Set task
Reproduce all of the data below word for word, leaving out the pictures.

(Stored items from a collection)
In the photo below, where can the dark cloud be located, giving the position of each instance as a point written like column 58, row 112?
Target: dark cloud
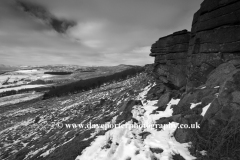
column 104, row 32
column 39, row 11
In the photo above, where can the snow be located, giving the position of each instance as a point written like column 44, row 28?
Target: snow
column 193, row 105
column 203, row 87
column 124, row 142
column 203, row 152
column 21, row 87
column 205, row 109
column 27, row 71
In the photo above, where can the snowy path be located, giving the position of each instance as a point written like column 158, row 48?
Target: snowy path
column 125, row 143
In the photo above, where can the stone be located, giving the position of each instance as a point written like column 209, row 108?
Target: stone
column 125, row 111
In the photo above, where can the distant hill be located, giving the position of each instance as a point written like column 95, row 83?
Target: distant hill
column 6, row 68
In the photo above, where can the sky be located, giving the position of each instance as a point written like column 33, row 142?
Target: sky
column 88, row 32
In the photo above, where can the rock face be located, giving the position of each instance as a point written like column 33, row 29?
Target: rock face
column 215, row 38
column 205, row 64
column 170, row 54
column 185, row 57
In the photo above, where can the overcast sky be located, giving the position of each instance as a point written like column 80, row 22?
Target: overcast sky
column 103, row 32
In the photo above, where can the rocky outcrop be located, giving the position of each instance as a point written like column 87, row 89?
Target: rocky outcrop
column 206, row 65
column 170, row 54
column 215, row 38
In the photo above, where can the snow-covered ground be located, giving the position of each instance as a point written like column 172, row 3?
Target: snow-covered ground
column 21, row 87
column 27, row 71
column 125, row 143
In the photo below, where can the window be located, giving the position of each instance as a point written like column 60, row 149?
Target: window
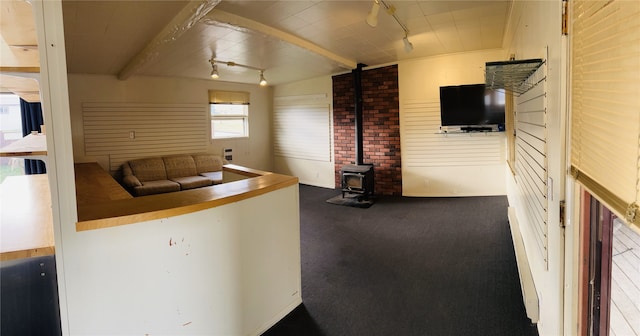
column 229, row 121
column 10, row 131
column 229, row 114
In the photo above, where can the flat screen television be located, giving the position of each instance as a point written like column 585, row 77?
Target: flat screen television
column 471, row 105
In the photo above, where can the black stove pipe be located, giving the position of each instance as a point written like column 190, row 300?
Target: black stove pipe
column 357, row 94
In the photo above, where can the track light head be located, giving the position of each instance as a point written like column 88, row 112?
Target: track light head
column 372, row 18
column 408, row 46
column 214, row 72
column 263, row 81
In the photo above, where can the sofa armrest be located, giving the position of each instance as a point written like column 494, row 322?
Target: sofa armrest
column 131, row 181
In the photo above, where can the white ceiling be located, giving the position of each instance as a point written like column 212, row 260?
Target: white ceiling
column 291, row 39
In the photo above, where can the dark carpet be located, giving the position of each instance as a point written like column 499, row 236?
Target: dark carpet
column 406, row 266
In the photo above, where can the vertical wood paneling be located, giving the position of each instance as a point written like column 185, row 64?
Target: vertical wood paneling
column 158, row 129
column 531, row 158
column 425, row 146
column 302, row 128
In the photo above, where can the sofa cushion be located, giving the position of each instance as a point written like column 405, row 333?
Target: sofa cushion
column 207, row 163
column 150, row 169
column 156, row 187
column 179, row 166
column 190, row 182
column 215, row 177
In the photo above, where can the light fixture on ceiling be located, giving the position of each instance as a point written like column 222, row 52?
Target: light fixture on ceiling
column 263, row 81
column 408, row 46
column 372, row 20
column 214, row 70
column 215, row 75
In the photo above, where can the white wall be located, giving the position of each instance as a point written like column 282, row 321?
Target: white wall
column 255, row 151
column 419, row 84
column 229, row 270
column 534, row 27
column 312, row 172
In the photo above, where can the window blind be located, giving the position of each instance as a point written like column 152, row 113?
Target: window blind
column 605, row 102
column 228, row 97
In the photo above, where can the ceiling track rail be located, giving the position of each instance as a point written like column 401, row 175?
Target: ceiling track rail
column 514, row 76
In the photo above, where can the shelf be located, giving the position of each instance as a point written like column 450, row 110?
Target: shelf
column 32, row 146
column 512, row 75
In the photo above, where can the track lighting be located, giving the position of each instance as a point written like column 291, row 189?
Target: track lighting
column 214, row 72
column 215, row 75
column 263, row 81
column 408, row 46
column 372, row 20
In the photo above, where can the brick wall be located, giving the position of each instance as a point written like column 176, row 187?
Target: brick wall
column 381, row 125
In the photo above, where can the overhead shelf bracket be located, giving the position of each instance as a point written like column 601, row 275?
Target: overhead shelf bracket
column 512, row 76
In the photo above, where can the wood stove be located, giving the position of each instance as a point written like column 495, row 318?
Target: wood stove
column 357, row 179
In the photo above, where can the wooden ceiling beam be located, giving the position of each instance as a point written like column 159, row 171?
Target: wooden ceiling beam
column 217, row 16
column 182, row 22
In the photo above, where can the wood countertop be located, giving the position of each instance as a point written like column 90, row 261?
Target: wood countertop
column 26, row 224
column 96, row 212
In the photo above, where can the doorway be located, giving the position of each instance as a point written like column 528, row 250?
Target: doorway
column 610, row 254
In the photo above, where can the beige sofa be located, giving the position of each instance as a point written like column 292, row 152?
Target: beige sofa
column 157, row 175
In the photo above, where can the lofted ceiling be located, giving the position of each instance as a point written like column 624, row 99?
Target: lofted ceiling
column 290, row 39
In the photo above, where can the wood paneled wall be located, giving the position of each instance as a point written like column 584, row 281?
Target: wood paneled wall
column 302, row 127
column 531, row 158
column 427, row 146
column 125, row 131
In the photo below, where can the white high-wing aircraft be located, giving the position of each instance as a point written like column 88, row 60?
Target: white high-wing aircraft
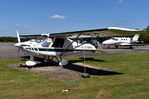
column 121, row 41
column 55, row 45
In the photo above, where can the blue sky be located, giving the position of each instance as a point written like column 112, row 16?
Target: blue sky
column 42, row 16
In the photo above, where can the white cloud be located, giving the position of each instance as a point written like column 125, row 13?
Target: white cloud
column 56, row 16
column 20, row 25
column 120, row 1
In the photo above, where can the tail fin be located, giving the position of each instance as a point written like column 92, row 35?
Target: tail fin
column 135, row 38
column 94, row 41
column 18, row 36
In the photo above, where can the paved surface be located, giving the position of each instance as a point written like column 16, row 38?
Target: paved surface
column 8, row 51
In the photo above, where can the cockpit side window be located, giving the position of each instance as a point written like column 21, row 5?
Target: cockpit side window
column 59, row 42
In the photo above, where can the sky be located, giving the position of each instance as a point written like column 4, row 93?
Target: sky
column 52, row 16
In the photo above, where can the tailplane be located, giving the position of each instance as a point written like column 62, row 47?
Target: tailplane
column 135, row 38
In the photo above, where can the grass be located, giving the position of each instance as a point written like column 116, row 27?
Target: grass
column 131, row 84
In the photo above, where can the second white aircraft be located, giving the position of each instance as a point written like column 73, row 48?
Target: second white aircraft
column 121, row 41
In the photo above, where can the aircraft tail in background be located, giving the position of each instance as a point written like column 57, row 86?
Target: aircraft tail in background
column 135, row 38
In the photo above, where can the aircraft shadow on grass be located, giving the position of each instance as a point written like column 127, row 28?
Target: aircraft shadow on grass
column 79, row 68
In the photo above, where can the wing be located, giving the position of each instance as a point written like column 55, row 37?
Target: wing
column 104, row 32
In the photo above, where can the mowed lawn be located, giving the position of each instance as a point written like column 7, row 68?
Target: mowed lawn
column 132, row 82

Solved problem
In the photo below, where can the dark cloud be located, giving the position of each instance as a point written like column 58, row 112?
Target: dark cloud
column 104, row 32
column 39, row 11
In the photo above, where can the snow be located, giving the position of each instance as a point written like column 44, row 28?
Target: snow
column 193, row 105
column 203, row 87
column 124, row 142
column 203, row 152
column 21, row 87
column 205, row 109
column 27, row 71
In the photo above, where can the snowy path be located, giving the position of each instance as a point written like column 158, row 48?
Target: snowy path
column 125, row 143
In the photo above, where can the stone be located, giving the position of each instance as a point written like column 209, row 108?
Target: stone
column 125, row 111
In the photo above, where can the distant hill be located, giving the position of each instance as a point written like column 95, row 83?
Target: distant hill
column 6, row 68
In the photo above, where can the sky be located, giving the position of each instance as a point written like column 33, row 142?
Target: sky
column 88, row 32
In the photo above, where can the rock face be located, giving the position of each instance as a point written like column 33, row 29?
Target: rock face
column 215, row 38
column 205, row 64
column 170, row 54
column 185, row 57
In the photo above, where can the overcast sky be located, giving the position of each instance as a point written like column 80, row 22?
Target: overcast sky
column 103, row 32
In the photo above, where can the rocky outcrop be located, giving the position of each instance as a point written like column 87, row 89?
Target: rocky outcrop
column 206, row 65
column 170, row 54
column 215, row 38
In the photo above, where can the snow-covered ground be located, giving the position of each instance as a point written like column 172, row 3?
Target: snow-covered ground
column 21, row 87
column 27, row 71
column 125, row 143
In the photo below, where can the window be located, giving the position of each instance as a point written like column 60, row 149?
Target: window
column 229, row 121
column 10, row 131
column 229, row 114
In the photo above, where can the flat screen television be located, giving the position of each instance as a point written like column 585, row 77?
Target: flat screen television
column 471, row 105
In the photo above, where can the black stove pipe be located, giving the position of each instance as a point written like column 190, row 300?
Target: black stove pipe
column 357, row 94
In the photo above, where can the track light head be located, giving the position of each instance as a point written like column 88, row 112?
Target: track light head
column 372, row 18
column 408, row 46
column 214, row 72
column 263, row 81
In the photo above, where can the sofa armrest be located, giving the position of each instance as a point written like column 494, row 322?
Target: sofa armrest
column 131, row 181
In the photo above, where can the white ceiling be located, giving the position of each instance as a point written like column 212, row 260?
Target: white ceiling
column 291, row 39
In the photo above, where can the dark carpet be located, giving the position of each instance as a point written like column 499, row 236?
Target: dark carpet
column 406, row 266
In the photo above, where can the vertical wood paneling be located, giving the position of each instance as a point written like column 185, row 64?
Target: vertical wood paneling
column 158, row 129
column 531, row 158
column 425, row 146
column 302, row 128
In the photo above, where can the sofa cushion be located, giving the position of each instance as a point written like column 405, row 333?
Target: sofa cushion
column 207, row 163
column 150, row 169
column 156, row 187
column 179, row 166
column 190, row 182
column 215, row 177
In the photo above, where can the light fixture on ceiling be located, giving the position of each instance as a point written like column 222, row 52?
Target: light fixture on ceiling
column 263, row 81
column 408, row 46
column 372, row 20
column 214, row 70
column 215, row 75
In the photo above, where can the white wall be located, giving the position of each instance as a point written like column 282, row 321?
Target: white wall
column 255, row 151
column 419, row 84
column 229, row 270
column 534, row 27
column 312, row 172
In the photo above, where can the window blind be located, giving the position of each instance as a point written like column 152, row 113?
Target: window blind
column 605, row 102
column 228, row 97
In the photo above, where can the ceiling track rail be located, giving the position of each instance as a point written like column 401, row 175?
Target: ceiling track rail
column 514, row 76
In the photo above, where can the shelf be located, giving the position of each instance as a point written like column 450, row 110?
Target: shelf
column 32, row 146
column 512, row 75
In the photo above, where can the track lighting be located, giving the position of each instance as a point written like column 291, row 189?
Target: track lighting
column 214, row 72
column 215, row 75
column 263, row 81
column 408, row 46
column 372, row 20
In the photo above, where can the brick wall be located, giving the position of each instance as a point written like column 176, row 187?
Target: brick wall
column 381, row 125
In the photo above, where can the overhead shelf bracket be located, giving the position of each instance as a point written like column 601, row 275?
Target: overhead shelf bracket
column 512, row 76
In the photo above, where can the wood stove be located, giving the position of each instance as a point written like column 495, row 318?
Target: wood stove
column 357, row 179
In the photo above, where can the wooden ceiling beam be located, giving the position of each instance as a point written like column 159, row 171?
Target: wooden ceiling beam
column 217, row 16
column 182, row 22
In the photo above, where can the wood countertop be located, giving the position of each instance as a point written like column 90, row 261?
Target: wood countertop
column 26, row 224
column 96, row 212
In the photo above, where can the doorway be located, giving the position of each instance as a point written like column 528, row 250?
Target: doorway
column 610, row 254
In the photo above, where can the beige sofa be located, giving the position of each instance as a point written like column 292, row 152?
Target: beige sofa
column 157, row 175
In the photo above, where can the lofted ceiling be located, giving the position of each instance as a point written like column 624, row 99?
Target: lofted ceiling
column 290, row 39
In the photo above, where can the wood paneled wall be located, giving the position of each instance as a point written like column 584, row 281?
Target: wood paneled wall
column 302, row 127
column 531, row 158
column 427, row 146
column 125, row 131
In the photo below, where can the white high-wing aircraft be located, giving the position of each instance as a point written like column 88, row 60?
Target: white high-wing aircraft
column 121, row 41
column 55, row 45
In the photo above, where can the blue sky be located, giving the position of each instance as a point written like column 112, row 16?
Target: blue sky
column 42, row 16
In the photo above, where can the white cloud be located, giving the position of each instance as a point written like column 125, row 13?
Target: white cloud
column 56, row 16
column 20, row 25
column 120, row 1
In the photo above, where can the tail fin be located, giving the position of each instance as a point written like column 92, row 35?
Target: tail fin
column 135, row 38
column 94, row 41
column 18, row 36
In the photo above, where can the paved surface be located, giving the position of each instance as a point written like column 16, row 38?
Target: paved surface
column 8, row 51
In the photo above, where can the cockpit side window be located, giving the position of each instance as a point written like column 21, row 5?
Target: cockpit side window
column 59, row 42
In the photo above, where can the sky be located, giving the position of each instance as a point written like column 4, row 93?
Target: sky
column 52, row 16
In the photo above, where can the tailplane be located, giving the position of each instance as a point written like column 62, row 47?
Target: tailplane
column 135, row 38
In the photo above, where can the grass be located, giving the position of each instance as a point written like column 116, row 27?
Target: grass
column 131, row 84
In the photo above, where can the second white aircraft be located, giving the position of each instance as a point written like column 73, row 48?
Target: second white aircraft
column 121, row 41
In the photo above, where can the aircraft tail in background be located, giving the position of each instance as a point written like column 57, row 86?
Target: aircraft tail in background
column 135, row 38
In the photo above, where can the aircraft shadow on grass be located, giving the position of each instance as a point written like column 127, row 28?
Target: aircraft shadow on grass
column 79, row 68
In the photo above, where can the wing be located, giving the position of each instance as a point written like column 55, row 37?
Target: wing
column 104, row 32
In the photo above, where can the mowed lawn be located, giving the position of each instance as a point written like column 7, row 68?
Target: mowed lawn
column 132, row 82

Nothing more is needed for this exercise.